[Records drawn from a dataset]

◆ ◆ ◆

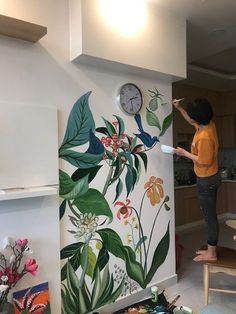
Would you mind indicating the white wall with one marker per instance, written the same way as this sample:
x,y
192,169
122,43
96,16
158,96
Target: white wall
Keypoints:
x,y
41,74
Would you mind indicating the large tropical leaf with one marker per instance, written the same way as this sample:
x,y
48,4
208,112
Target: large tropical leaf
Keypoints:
x,y
121,125
166,124
114,245
119,188
62,209
81,160
102,259
159,255
69,189
79,124
110,128
88,260
82,172
93,202
152,119
70,249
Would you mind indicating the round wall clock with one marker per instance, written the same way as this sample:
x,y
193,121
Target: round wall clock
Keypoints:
x,y
130,98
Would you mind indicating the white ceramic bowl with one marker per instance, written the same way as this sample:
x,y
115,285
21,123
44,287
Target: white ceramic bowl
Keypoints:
x,y
167,149
182,310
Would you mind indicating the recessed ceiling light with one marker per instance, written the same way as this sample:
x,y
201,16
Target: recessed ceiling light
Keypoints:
x,y
218,32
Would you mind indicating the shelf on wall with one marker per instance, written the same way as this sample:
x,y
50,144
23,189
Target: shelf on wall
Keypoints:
x,y
11,194
20,29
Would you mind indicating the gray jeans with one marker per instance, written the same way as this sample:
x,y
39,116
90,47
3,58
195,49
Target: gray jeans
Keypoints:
x,y
207,193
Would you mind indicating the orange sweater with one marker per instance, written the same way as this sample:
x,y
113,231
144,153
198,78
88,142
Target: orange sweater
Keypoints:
x,y
205,145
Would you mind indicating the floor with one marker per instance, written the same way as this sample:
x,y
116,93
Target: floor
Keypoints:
x,y
190,275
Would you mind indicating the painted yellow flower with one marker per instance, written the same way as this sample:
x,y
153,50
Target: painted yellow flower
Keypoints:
x,y
155,190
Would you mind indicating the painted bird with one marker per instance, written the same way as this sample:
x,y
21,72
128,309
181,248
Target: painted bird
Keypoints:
x,y
145,137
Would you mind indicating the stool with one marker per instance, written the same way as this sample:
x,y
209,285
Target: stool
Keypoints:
x,y
226,263
217,309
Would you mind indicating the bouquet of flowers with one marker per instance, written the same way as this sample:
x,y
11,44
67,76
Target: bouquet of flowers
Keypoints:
x,y
14,264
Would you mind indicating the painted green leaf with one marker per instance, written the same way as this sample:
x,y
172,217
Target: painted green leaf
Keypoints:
x,y
159,255
79,124
114,245
119,188
69,304
143,156
72,281
110,128
88,260
121,125
153,104
81,160
137,167
107,292
80,173
128,157
166,124
115,295
75,262
102,259
62,209
70,249
69,189
93,202
135,177
102,130
111,241
152,119
140,242
66,184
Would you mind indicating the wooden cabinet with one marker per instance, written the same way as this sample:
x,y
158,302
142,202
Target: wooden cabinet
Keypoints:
x,y
187,207
231,197
226,130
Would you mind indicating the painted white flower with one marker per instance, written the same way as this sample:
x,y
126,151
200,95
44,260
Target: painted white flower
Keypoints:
x,y
12,259
3,288
4,278
6,242
28,250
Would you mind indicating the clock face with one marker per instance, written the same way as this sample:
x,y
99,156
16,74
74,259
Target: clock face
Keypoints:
x,y
130,98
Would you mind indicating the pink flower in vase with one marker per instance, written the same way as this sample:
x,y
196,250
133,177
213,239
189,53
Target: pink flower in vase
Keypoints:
x,y
22,243
31,266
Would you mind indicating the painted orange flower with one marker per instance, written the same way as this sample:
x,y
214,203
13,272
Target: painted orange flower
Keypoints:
x,y
155,190
125,210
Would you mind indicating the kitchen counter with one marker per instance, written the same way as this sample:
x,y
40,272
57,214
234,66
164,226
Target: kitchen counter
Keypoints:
x,y
194,185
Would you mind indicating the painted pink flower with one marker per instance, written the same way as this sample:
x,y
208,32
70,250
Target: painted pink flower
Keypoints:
x,y
22,243
31,266
124,210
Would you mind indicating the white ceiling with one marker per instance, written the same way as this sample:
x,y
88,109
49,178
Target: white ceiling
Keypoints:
x,y
211,41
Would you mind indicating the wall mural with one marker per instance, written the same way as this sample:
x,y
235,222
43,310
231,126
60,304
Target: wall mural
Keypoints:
x,y
90,278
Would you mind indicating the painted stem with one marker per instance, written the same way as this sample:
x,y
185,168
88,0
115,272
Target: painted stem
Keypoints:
x,y
108,180
153,225
142,236
85,262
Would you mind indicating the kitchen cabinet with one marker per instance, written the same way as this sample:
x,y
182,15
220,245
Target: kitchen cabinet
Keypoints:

◆ ◆ ◆

WHAT YOU NEED TO DO: Return the data exactly. Pictures stay out.

REPLY TO THE TASK:
Would you mind indicating the white wall with one marker per instance, written the same way as this sample:
x,y
192,169
122,43
96,16
158,96
Target: white wall
Keypoints:
x,y
41,74
Would you mind indicating the large tropical leaf with one marker per instance, written the same way as this sample:
x,y
48,4
208,112
Target: large tropical leaf
Keypoints:
x,y
121,125
166,124
114,245
119,188
62,209
81,160
102,259
159,255
69,189
79,124
110,128
88,260
82,172
93,202
152,119
70,249
Would you mind indicating the round wall clock with one marker per instance, written the same way as this sample:
x,y
193,121
Target: round wall clock
Keypoints:
x,y
130,98
Would you mind indicating the white ceramic bowl with one marker per instance, written the same way as this sample:
x,y
115,285
21,123
44,287
Target: white ceramic bowl
Keypoints:
x,y
167,149
182,310
Would you mind indicating the recessed ceiling light with one marker per instance, written the same way as this sample:
x,y
201,16
Target: recessed ceiling light
Keypoints:
x,y
218,32
Would you mind indicating the shelf on wall with one marker per instance, written the same way as this sample:
x,y
50,144
23,189
Target: shelf on wall
Keypoints:
x,y
11,194
20,29
Would you mind indicating the gray jeans with one marker per instance, written the same way as this sample:
x,y
39,116
90,47
3,58
195,49
Target: gray jeans
Keypoints:
x,y
207,193
Would you mind indicating the orange sweater with one marker per instance, written the same way as this sample:
x,y
113,231
144,153
198,78
88,142
Target: orange sweater
Keypoints:
x,y
205,145
Would you mind indicating the floor with one marker per instance, written the same way as this sample:
x,y
116,93
Target: floor
Keypoints:
x,y
190,275
Would you mind indicating the painted yellow flower with one marker per instance, written the same way as this sample:
x,y
153,50
Target: painted yellow flower
Keypoints:
x,y
155,190
Would you mind indicating the painted bird with one marker per instance, written the same way as this sample:
x,y
21,72
128,309
181,248
Target: painted bird
Keypoints:
x,y
145,137
Would you mind indicating the stool with one marker per instance, written the same way as this sample:
x,y
209,285
Target: stool
Keypoints:
x,y
226,263
217,309
Would you mind indicating the bouquet of flowers with one marker per instance, written the same way as this sample:
x,y
11,44
67,76
Target: bouquet of flowers
Keypoints:
x,y
14,264
Would you mind indicating the painted green leaf with one marker per instance, written the same way as this sample:
x,y
172,217
Target: painted green leaf
Keypoints:
x,y
159,255
79,124
114,245
119,188
69,304
143,156
72,281
110,128
88,260
121,125
153,104
81,160
137,167
107,292
80,173
128,157
166,124
115,295
75,262
102,259
62,209
70,249
69,189
93,202
135,177
102,130
111,241
152,119
140,242
66,184
Would you mind indicating the wooden cabinet with one marker per instance, written the same way as this sample:
x,y
158,302
142,202
Target: wooden cabinet
Keypoints:
x,y
187,207
231,197
226,130
Would you mind indicating the painted white flower with one marker per instance, written the same way as this sample:
x,y
126,151
200,95
44,260
Target: painted white flower
Keypoints:
x,y
12,259
3,288
4,278
6,242
28,250
Would you mind indicating the clock face with one marker per instance, written the same way as this sample:
x,y
99,156
16,74
74,259
Target: clock face
Keypoints:
x,y
130,98
Would you mind indicating the pink flower in vase with one marker per instance, written the same way as this sample:
x,y
196,250
133,177
213,239
189,53
Target: pink flower in vase
Keypoints:
x,y
22,243
31,266
Would you mind indicating the painted orange flower with one marker per instance, written the same way as this sample:
x,y
214,203
13,272
Target: painted orange flower
Keypoints:
x,y
155,190
125,210
Would you mind indicating the kitchen counter with one marker per instance, written the same way as this sample:
x,y
40,272
57,214
234,66
164,226
Target: kitchen counter
Keypoints:
x,y
194,185
Would you mind indicating the painted pink flower with one marker per instance, written the same way as this sample:
x,y
208,32
70,250
Target: painted pink flower
Keypoints:
x,y
22,243
31,266
124,210
Would you mind indicating the white ceiling with one marker per instance, written the same way as this sample:
x,y
88,109
49,178
Target: white ceiling
Keypoints:
x,y
211,41
Would you mind indicating the wall mural with one marker per instance, written the same way as this sample:
x,y
235,222
43,310
231,126
60,304
Target: wall mural
Keypoints:
x,y
90,278
Would you mind indicating the painted stem with one marker per instance, written the same way as this sample:
x,y
185,168
88,0
115,272
Target: painted stem
Keypoints:
x,y
108,180
153,225
142,236
85,262
Would you mind indicating the kitchen cabinet with one marker per instance, written the same way as this sample:
x,y
182,15
220,245
Target: kitchen cabinet
Keypoints:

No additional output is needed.